(DO THIS):
Copy every item below line for line, keeping each word, number and space unchanged.

------

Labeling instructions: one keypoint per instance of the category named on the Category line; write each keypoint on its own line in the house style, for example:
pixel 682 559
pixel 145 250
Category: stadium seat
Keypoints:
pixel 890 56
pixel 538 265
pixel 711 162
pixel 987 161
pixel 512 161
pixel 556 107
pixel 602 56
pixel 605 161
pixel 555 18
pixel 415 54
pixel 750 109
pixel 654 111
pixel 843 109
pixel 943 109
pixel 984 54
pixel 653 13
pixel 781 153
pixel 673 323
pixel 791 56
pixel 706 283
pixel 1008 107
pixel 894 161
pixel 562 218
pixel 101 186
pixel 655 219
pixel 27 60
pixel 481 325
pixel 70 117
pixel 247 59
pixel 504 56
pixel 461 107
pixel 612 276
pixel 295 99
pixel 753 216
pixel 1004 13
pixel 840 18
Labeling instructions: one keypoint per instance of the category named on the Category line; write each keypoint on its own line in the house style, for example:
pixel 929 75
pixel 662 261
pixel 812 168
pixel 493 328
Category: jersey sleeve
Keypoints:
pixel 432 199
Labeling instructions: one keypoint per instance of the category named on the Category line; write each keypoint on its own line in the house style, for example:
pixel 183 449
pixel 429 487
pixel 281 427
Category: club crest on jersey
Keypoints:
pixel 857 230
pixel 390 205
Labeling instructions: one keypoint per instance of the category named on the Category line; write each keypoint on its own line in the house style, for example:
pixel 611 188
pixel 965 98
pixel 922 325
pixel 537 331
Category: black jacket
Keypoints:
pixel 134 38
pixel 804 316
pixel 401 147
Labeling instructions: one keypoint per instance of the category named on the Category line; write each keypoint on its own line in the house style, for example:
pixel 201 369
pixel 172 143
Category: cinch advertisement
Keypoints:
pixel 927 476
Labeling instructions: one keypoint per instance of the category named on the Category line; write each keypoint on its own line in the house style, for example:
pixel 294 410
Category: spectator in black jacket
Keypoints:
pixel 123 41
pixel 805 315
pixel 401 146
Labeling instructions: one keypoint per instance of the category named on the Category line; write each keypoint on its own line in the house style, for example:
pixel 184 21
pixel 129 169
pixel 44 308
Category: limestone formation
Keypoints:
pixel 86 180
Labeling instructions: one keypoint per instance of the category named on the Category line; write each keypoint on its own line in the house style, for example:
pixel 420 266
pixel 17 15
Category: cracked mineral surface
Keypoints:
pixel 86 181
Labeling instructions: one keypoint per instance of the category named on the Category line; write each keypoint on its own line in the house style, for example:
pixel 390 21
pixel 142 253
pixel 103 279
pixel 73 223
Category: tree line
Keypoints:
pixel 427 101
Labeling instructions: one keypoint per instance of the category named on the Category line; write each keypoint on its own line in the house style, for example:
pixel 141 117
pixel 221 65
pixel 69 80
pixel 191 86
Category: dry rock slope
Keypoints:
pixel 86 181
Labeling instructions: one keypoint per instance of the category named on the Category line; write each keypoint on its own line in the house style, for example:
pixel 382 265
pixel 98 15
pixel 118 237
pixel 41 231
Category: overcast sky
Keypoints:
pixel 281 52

------

(EXPECTED ANSWER):
Labeling instructions: one keypoint per instance of the category named on the Category line; write each keypoint on its own line in the house style, for example:
pixel 682 559
pixel 145 250
Category: stadium seat
Keypoints:
pixel 890 56
pixel 538 265
pixel 711 162
pixel 987 161
pixel 512 161
pixel 556 107
pixel 602 56
pixel 605 161
pixel 555 18
pixel 415 54
pixel 750 109
pixel 654 111
pixel 843 109
pixel 943 109
pixel 984 54
pixel 653 13
pixel 781 153
pixel 673 323
pixel 791 56
pixel 706 283
pixel 1008 107
pixel 894 161
pixel 562 218
pixel 101 186
pixel 655 219
pixel 27 60
pixel 481 325
pixel 70 117
pixel 247 59
pixel 504 56
pixel 461 107
pixel 612 276
pixel 295 99
pixel 753 216
pixel 1004 13
pixel 840 18
Labeling instructions: one keypoint per instance of the category named on the Category line; write each keypoint on its own line in the house style, for example:
pixel 929 75
pixel 662 261
pixel 812 168
pixel 493 328
Category: jersey sleeve
Keypoints:
pixel 432 199
Labeling instructions: one keypoint per instance of the category named on the Category line; write each keypoint on its own line in the house style, for example:
pixel 183 449
pixel 429 487
pixel 281 427
Category: club crest on jersey
Keypoints:
pixel 857 230
pixel 390 205
Labeling instructions: one keypoint per instance of the category named on the Category line; write each keypoint on its own line in the house style, for example:
pixel 611 188
pixel 965 98
pixel 922 325
pixel 537 331
Category: black jacket
Keypoints:
pixel 134 38
pixel 804 316
pixel 401 147
Labeling instructions: one keypoint per instance of the category named on the Category line; write each keypoint on its own line in the house style, for example:
pixel 201 369
pixel 172 143
Category: cinch advertisement
Keypoints:
pixel 927 476
Labeling instructions: one keypoint per instance of the category named on the Category line; write each keypoint on its own line in the house style, for example:
pixel 294 410
Category: spectator in black jacket
Keypoints:
pixel 123 41
pixel 805 315
pixel 401 146
Labeling instructions: one keypoint per instance of the category named on the Category line; write each keypoint on its own line in the house style, for example:
pixel 184 21
pixel 129 169
pixel 44 308
Category: limestone formation
Keypoints:
pixel 86 180
Labeling instructions: one keypoint per instance of the category named on the Category line; write each keypoint on its own line in the house style, for example:
pixel 420 266
pixel 17 15
Category: cracked mineral surface
Keypoints:
pixel 86 181
Labeling instructions: one keypoint per instance of the category named on the Category line; write each keypoint on its own line in the house style, for example:
pixel 390 21
pixel 142 253
pixel 103 279
pixel 73 223
Category: tree line
Keypoints:
pixel 427 101
Labeling instructions: one keypoint per instance of the category named on the Category line; write each keypoint on its own line in the house style, for example:
pixel 141 117
pixel 221 65
pixel 69 80
pixel 191 86
Category: dry rock slope
Keypoints:
pixel 86 181
Labeling instructions: one keypoint per instance of the category named on the Category line; write each keypoint on its own line in the house style, for example:
pixel 382 265
pixel 98 15
pixel 118 237
pixel 41 231
Category: overcast sky
Keypoints:
pixel 281 52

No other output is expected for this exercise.